### AIM OF THE TASK:
List each line below that contains the word "mask". Case counts.
start
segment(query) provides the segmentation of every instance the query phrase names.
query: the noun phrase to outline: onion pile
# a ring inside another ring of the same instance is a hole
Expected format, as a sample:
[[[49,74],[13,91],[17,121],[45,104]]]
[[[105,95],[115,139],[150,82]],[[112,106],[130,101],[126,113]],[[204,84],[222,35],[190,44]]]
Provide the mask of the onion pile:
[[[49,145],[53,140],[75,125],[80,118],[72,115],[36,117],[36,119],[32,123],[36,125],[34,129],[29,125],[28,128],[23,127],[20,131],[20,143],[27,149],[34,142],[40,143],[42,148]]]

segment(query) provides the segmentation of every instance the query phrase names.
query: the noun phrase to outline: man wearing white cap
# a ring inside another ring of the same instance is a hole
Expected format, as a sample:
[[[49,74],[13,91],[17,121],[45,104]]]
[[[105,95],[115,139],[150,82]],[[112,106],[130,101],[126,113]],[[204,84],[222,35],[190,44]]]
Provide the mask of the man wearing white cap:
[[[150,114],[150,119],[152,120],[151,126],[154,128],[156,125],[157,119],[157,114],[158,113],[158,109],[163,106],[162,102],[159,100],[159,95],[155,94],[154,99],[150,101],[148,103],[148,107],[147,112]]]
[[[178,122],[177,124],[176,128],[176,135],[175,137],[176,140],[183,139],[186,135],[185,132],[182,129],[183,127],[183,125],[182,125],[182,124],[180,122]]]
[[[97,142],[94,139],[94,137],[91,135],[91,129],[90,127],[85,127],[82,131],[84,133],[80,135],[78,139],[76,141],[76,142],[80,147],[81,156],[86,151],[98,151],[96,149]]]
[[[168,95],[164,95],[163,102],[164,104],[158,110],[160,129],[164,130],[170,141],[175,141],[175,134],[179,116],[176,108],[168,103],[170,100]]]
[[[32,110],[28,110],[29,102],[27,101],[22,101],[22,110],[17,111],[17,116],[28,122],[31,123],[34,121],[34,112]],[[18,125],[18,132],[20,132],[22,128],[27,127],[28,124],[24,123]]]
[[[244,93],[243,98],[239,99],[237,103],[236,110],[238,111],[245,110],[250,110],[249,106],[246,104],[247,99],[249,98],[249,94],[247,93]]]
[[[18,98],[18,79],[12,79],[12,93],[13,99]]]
end
### EXERCISE RESPONSE:
Provide the mask of the onion pile:
Provide the mask of the man wearing white cap:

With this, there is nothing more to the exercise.